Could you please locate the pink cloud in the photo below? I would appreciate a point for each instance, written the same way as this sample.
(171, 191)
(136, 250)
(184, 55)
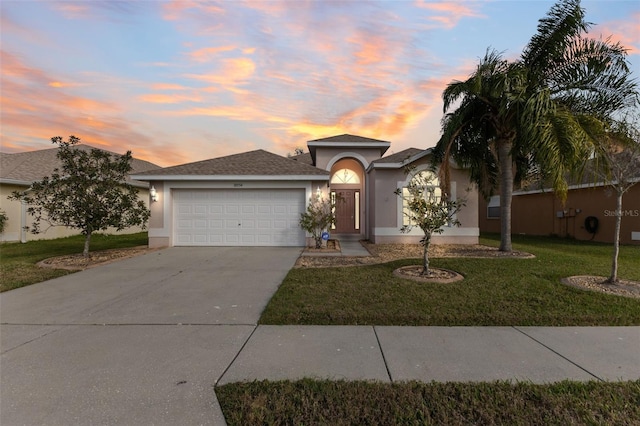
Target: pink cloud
(447, 14)
(626, 32)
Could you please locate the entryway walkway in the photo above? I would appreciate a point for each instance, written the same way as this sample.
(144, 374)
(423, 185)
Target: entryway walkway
(144, 341)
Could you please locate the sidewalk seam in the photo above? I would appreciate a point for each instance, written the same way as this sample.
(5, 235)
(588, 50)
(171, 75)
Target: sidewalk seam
(384, 359)
(558, 353)
(236, 356)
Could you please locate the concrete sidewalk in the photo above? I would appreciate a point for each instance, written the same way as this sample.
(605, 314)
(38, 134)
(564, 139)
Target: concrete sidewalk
(144, 341)
(390, 354)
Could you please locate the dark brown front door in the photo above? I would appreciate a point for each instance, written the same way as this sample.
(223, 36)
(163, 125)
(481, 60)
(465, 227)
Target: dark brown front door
(346, 211)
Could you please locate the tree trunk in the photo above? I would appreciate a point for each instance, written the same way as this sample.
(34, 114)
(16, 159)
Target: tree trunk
(425, 254)
(87, 241)
(506, 193)
(616, 240)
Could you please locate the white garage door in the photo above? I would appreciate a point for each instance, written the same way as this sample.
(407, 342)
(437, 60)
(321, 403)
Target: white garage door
(244, 217)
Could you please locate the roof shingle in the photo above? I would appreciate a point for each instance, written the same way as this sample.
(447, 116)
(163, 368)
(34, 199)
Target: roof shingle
(31, 166)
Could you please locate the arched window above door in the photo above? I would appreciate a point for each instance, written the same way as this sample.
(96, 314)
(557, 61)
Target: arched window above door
(345, 176)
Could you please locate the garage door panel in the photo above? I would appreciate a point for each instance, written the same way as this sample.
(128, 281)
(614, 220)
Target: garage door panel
(238, 217)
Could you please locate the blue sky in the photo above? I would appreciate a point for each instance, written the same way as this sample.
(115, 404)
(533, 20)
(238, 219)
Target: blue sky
(182, 81)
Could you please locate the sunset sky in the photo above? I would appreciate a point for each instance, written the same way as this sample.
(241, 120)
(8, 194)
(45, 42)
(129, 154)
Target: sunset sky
(182, 81)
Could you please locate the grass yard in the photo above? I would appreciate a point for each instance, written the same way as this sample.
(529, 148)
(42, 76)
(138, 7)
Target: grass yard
(495, 291)
(309, 402)
(18, 261)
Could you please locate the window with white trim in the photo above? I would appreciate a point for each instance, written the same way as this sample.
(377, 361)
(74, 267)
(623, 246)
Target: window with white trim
(493, 208)
(433, 184)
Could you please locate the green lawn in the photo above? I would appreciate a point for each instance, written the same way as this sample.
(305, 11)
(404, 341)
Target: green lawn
(309, 402)
(496, 292)
(18, 261)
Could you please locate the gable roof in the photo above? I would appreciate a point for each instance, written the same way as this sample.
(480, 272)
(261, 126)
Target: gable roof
(347, 141)
(23, 168)
(399, 159)
(258, 164)
(303, 158)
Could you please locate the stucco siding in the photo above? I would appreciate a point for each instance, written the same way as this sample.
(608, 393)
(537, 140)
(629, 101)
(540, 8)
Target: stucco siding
(388, 218)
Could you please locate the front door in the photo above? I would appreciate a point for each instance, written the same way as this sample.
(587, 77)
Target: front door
(347, 211)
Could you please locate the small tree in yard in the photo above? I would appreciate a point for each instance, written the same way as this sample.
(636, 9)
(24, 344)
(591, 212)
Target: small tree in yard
(428, 208)
(318, 217)
(89, 192)
(3, 220)
(619, 155)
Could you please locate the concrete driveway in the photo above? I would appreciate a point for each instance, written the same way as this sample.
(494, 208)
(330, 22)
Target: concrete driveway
(140, 341)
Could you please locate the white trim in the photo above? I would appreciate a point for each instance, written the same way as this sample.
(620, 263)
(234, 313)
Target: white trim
(270, 178)
(346, 154)
(448, 231)
(166, 197)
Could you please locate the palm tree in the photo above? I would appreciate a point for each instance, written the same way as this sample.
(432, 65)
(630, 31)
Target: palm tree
(534, 115)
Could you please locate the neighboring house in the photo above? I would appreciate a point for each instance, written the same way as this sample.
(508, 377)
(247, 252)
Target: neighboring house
(540, 212)
(256, 198)
(19, 170)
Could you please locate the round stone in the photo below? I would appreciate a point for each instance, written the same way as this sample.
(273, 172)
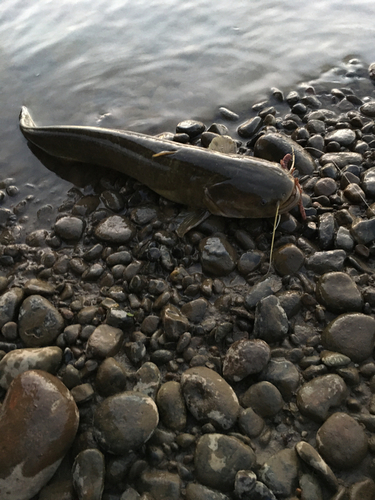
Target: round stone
(125, 421)
(115, 229)
(245, 357)
(338, 336)
(218, 458)
(342, 441)
(264, 398)
(209, 397)
(316, 397)
(338, 293)
(39, 322)
(38, 423)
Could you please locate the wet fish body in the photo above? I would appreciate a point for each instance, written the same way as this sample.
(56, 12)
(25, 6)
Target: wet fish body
(224, 184)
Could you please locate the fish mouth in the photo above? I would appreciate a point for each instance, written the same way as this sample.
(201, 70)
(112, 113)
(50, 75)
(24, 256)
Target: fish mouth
(292, 201)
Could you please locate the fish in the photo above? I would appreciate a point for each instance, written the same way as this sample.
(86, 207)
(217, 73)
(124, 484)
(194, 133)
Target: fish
(205, 180)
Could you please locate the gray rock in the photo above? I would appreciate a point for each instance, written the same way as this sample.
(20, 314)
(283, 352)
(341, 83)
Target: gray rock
(9, 303)
(39, 322)
(209, 397)
(338, 293)
(69, 228)
(20, 360)
(271, 322)
(88, 474)
(316, 397)
(284, 375)
(115, 428)
(341, 441)
(160, 484)
(199, 492)
(218, 458)
(264, 398)
(218, 257)
(115, 229)
(104, 341)
(245, 357)
(171, 406)
(263, 289)
(280, 473)
(324, 262)
(38, 424)
(312, 458)
(338, 336)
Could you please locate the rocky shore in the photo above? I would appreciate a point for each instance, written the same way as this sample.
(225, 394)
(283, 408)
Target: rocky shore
(137, 365)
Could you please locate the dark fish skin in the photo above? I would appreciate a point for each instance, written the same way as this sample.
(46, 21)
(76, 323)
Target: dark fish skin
(224, 184)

[Exercise] Scan the data above. Return every line with "below" in it.

[Task solution]
Could you please locate the pink cloud in the photo below? I would appreciate a point for each instance, written the same way as this sample.
Could you please locate the round stone in the photo below? I would appreciate a point for each instance, written the same way as this sample.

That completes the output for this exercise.